Your reply should hold exactly the lines from the one that contains "In this practice step, locate the multi-story" through the end of the data. Repeat them word for word.

○ ○ ○ ○ ○

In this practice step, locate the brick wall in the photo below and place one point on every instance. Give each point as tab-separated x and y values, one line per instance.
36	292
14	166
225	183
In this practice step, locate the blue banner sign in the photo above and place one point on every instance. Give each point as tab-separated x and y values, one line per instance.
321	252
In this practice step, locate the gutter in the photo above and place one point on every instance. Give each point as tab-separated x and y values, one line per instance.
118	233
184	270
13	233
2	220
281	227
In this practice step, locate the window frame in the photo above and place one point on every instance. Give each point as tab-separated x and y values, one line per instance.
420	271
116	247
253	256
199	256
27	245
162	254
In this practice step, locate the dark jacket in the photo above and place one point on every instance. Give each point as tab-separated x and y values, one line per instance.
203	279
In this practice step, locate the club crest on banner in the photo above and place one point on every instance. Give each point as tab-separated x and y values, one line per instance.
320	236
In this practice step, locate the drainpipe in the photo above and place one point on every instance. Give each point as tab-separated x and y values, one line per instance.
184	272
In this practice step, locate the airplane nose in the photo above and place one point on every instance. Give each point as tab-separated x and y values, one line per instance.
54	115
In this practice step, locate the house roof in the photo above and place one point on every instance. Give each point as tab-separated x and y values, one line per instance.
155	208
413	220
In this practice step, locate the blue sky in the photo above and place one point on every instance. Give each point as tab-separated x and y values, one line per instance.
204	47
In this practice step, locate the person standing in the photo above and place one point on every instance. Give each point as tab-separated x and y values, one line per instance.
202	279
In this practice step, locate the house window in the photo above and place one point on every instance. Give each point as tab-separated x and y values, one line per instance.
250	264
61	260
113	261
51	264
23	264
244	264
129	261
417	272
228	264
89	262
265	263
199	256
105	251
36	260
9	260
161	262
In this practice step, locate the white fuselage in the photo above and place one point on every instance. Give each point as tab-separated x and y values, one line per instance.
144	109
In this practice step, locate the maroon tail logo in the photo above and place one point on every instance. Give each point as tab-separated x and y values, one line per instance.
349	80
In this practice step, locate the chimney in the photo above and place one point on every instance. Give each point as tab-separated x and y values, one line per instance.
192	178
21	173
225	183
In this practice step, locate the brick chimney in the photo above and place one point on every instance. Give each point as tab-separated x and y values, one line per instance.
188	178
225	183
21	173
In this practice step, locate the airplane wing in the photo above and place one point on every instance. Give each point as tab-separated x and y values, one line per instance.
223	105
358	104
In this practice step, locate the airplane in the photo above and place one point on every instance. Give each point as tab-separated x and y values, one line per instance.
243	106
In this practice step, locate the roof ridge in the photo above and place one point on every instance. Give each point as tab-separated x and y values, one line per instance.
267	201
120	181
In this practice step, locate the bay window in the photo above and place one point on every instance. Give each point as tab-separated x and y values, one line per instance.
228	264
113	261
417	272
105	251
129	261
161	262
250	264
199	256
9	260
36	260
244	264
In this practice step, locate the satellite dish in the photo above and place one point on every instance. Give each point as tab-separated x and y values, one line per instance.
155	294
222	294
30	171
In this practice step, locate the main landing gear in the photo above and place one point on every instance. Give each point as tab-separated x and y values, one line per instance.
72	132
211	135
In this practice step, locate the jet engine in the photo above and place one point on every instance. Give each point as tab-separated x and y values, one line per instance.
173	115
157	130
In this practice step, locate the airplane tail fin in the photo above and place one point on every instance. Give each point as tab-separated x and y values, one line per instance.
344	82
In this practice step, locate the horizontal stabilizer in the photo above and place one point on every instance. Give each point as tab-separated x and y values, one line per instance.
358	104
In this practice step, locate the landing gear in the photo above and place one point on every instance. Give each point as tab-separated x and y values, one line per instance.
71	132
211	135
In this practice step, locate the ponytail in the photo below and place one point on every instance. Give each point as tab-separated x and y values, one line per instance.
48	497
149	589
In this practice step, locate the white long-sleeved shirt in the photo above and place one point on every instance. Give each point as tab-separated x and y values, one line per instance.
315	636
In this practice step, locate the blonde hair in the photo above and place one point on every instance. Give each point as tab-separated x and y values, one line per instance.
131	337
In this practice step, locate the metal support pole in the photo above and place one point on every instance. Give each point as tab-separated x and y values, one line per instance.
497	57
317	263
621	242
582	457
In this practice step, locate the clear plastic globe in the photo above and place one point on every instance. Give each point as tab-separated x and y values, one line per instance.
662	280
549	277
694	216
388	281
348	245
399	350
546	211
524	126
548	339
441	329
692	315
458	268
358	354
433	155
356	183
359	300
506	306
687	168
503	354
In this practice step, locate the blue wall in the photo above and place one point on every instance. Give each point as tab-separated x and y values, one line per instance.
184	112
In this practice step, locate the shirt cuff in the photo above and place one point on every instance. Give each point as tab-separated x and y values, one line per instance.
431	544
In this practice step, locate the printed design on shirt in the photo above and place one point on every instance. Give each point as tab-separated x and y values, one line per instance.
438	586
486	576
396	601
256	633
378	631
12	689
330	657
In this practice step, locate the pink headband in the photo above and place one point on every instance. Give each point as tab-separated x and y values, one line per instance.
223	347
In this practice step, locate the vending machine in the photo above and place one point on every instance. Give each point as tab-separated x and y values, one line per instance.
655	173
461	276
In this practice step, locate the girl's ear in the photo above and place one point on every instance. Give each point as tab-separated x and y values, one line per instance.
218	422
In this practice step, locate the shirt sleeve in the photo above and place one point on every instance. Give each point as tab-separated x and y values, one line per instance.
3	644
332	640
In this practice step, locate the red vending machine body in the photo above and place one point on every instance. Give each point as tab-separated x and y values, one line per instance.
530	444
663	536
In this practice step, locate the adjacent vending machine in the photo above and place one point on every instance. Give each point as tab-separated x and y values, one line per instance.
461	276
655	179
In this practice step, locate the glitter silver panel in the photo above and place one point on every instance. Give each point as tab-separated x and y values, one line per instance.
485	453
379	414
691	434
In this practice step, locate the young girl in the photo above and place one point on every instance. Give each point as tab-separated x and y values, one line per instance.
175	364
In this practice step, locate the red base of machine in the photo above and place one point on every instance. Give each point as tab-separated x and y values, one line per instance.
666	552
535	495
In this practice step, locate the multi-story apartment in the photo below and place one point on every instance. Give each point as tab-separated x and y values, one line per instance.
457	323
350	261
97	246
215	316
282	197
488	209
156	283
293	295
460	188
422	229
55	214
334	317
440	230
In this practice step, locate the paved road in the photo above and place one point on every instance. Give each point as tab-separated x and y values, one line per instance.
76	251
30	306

○ ○ ○ ○ ○

Task result:
In this practice step, locate the multi-story apartment in the photo below and place one point on every instance. Give each point as tab-separated x and y values, one line per instance.
457	323
350	261
97	246
215	316
282	197
488	209
156	283
293	295
460	188
422	229
55	214
334	317
440	230
In this practice step, locate the paved road in the photo above and place one point on every instance. Give each point as tab-separated x and y values, one line per instance.
76	251
30	306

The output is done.